**Exercise details:** Can you give the rows again, starting with the line that contains "Where can the white background" and going on through the end of the rows, but replace "pixel coordinates" with "point coordinates" and leave everything else unchanged?

**Input:**
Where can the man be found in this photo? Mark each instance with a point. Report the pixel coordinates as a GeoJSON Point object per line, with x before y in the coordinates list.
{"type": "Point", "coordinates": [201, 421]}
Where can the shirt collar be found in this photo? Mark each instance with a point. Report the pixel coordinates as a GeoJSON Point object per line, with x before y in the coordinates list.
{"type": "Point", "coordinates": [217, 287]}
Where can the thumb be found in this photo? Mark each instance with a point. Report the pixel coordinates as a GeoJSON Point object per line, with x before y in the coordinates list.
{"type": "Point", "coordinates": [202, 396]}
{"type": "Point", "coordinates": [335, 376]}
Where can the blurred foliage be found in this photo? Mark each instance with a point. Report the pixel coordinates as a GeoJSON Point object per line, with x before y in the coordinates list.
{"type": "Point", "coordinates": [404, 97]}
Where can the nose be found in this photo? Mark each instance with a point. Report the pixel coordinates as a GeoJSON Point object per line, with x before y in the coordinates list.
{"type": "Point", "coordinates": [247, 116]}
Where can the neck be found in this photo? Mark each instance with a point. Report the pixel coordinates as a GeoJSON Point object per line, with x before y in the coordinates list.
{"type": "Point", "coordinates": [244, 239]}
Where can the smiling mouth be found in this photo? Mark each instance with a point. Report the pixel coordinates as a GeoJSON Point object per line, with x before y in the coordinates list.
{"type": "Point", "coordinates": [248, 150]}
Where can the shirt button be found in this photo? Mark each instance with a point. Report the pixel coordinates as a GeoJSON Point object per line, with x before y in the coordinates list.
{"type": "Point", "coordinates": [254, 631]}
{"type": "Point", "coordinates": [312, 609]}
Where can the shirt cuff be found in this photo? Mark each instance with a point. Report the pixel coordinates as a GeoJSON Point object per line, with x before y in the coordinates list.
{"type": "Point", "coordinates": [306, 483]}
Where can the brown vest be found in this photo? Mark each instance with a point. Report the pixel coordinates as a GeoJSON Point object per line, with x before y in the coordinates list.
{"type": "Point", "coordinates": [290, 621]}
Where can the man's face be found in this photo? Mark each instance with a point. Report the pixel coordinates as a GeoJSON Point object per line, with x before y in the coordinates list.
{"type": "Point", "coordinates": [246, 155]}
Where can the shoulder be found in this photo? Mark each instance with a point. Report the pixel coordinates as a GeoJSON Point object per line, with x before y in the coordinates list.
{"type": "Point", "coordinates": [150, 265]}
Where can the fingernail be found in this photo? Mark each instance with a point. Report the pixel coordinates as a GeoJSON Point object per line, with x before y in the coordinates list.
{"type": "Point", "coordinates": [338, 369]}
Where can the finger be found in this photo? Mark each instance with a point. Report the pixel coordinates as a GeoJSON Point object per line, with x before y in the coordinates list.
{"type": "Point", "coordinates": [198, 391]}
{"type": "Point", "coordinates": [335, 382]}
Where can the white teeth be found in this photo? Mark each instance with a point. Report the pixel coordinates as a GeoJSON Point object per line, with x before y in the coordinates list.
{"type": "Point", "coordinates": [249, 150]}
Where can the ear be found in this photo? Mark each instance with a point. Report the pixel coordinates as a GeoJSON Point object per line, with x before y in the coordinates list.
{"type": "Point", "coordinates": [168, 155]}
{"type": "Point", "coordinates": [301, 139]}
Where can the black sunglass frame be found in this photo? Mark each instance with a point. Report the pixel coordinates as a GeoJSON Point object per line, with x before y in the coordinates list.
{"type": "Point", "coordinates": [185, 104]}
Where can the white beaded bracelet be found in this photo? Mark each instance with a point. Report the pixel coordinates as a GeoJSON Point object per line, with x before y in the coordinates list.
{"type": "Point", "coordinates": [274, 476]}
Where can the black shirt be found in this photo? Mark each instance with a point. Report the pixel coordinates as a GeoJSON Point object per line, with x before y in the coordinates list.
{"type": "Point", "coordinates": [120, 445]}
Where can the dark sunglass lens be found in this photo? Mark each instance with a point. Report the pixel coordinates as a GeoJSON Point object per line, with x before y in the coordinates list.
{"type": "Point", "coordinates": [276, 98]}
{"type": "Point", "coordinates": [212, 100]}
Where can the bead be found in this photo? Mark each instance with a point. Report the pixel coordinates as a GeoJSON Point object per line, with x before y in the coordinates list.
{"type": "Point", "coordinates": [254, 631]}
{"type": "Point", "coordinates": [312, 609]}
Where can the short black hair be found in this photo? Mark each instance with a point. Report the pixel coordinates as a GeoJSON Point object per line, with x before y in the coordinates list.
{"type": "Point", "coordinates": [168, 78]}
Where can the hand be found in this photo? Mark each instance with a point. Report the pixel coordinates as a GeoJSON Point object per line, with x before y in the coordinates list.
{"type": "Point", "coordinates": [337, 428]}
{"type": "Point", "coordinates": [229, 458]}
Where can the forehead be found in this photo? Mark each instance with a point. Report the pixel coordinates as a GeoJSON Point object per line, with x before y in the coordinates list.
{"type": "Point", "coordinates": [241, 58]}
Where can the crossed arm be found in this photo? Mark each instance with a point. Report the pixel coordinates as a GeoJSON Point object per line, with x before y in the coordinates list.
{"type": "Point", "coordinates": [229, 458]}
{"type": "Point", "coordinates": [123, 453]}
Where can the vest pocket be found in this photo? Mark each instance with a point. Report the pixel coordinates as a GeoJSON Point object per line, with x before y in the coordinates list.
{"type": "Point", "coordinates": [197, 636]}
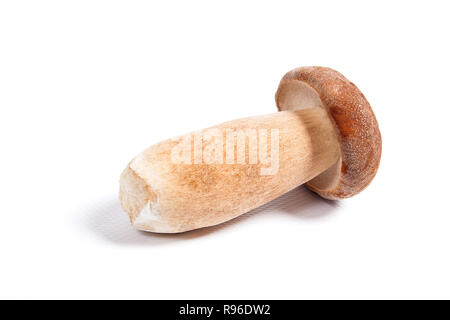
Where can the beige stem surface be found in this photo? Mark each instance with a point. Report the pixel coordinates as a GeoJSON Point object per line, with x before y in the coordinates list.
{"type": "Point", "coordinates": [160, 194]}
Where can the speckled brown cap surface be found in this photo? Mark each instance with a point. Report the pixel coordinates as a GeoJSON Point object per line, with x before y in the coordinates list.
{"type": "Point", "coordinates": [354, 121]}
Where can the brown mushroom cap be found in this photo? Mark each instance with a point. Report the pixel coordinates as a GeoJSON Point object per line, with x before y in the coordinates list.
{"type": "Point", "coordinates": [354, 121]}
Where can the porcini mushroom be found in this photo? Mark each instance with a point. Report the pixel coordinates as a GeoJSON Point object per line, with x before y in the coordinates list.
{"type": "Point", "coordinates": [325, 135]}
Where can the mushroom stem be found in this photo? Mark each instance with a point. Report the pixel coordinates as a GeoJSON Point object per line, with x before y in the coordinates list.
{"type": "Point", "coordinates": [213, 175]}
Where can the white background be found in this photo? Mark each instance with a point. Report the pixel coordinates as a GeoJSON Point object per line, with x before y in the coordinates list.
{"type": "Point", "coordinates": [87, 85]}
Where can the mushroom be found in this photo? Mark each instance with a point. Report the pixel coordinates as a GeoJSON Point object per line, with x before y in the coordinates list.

**Output of the exercise:**
Where can the white background be found in this photo? Mark each instance with a point. Report the point coordinates as a GeoJSON Point object per line, with x before y in the coordinates list.
{"type": "Point", "coordinates": [87, 85]}
Where can the mushroom be found in this photo? Mark each instance with a point. Report the point coordinates as a GeoJSON Point object per line, with x before y in the coordinates list.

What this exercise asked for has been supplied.